* _PROVIDED PASSAGE_
________________________________________
It would seem uncontroversial to observe that such a public policy reaction to a disease with these characteristics could never have occurred in the past. Similarly infective diseases, such as measles, mumps and rubella, scarlet fever, typhoid, whooping cough, tuberculosis, cholera, smallpox, diphtheria and polio, circulated for generations in the human population without resulting in such sweeping government measures. The consequences would have been too catastrophic to justify the measures. Perhaps a major reason for why we have adopted the policies we have is because we can. The production of the necessities of life has not been dramatically impaired. The majority of people have not so far suffered dramatically negative consequences.

The overriding reason for this has been the technological revolution we have seen in our lifetimes. Technology discovered the virus, traced it, facilitated and maintained communication and home working, and generally made the public policy measures feasible and acceptable to most people. This explanation doesn’t make the measures wrong. For all we know, the lasting consequences may be beneficial to society as a whole, ranging from accelerated trends in technology, to a huge potential drop in common viral infections, due to improved hygiene standards. On the other hand, the measures might not be so beneficial. Bankruptcy, mass unemployment, loneliness and, in parts of the world, famine and death may ensue.
________________________________________
* _REQUIRED ACTIONS_
1 – According to the passage on pandemic measures, what has been the overriding reason these measures became feasible?
2 – Repeat the passage on pandemic measures from "The overriding reason" up to and including "death may ensue.".
Rely solely on the passage on pandemic measures when answering.

Point-per-instance localization material
________________________________________
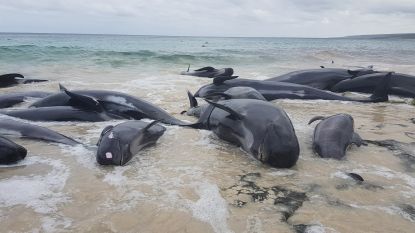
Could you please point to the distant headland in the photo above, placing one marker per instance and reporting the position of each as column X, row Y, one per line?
column 383, row 36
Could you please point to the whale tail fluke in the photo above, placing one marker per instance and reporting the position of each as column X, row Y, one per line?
column 221, row 79
column 380, row 94
column 316, row 118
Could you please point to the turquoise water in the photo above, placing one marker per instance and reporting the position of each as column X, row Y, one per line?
column 265, row 56
column 191, row 181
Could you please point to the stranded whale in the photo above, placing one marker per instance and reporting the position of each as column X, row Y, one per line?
column 272, row 90
column 10, row 152
column 333, row 135
column 7, row 80
column 260, row 128
column 118, row 144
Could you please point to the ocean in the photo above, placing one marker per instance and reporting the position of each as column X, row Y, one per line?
column 191, row 181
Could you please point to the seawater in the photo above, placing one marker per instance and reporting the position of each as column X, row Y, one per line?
column 191, row 181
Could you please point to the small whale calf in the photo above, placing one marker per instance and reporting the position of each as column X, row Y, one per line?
column 11, row 99
column 11, row 152
column 333, row 135
column 9, row 127
column 7, row 80
column 118, row 144
column 209, row 72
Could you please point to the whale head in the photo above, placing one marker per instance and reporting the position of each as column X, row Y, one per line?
column 11, row 152
column 110, row 149
column 279, row 147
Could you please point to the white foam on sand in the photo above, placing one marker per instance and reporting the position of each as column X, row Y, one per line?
column 116, row 177
column 392, row 210
column 42, row 193
column 319, row 228
column 84, row 156
column 211, row 207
________________________________________
* _LIST OF SOLUTIONS_
1 – The technological revolution seen in our lifetimes.

2 –
The overriding reason for this has been the technological revolution we have seen in our lifetimes. Technology discovered the virus, traced it, facilitated and maintained communication and home working, and generally made the public policy measures feasible and acceptable to most people. This explanation doesn’t make the measures wrong. For all we know, the lasting consequences may be beneficial to society as a whole, ranging from accelerated trends in technology, to a huge potential drop in common viral infections, due to improved hygiene standards. On the other hand, the measures might not be so beneficial. Bankruptcy, mass unemployment, loneliness and, in parts of the world, famine and death may ensue.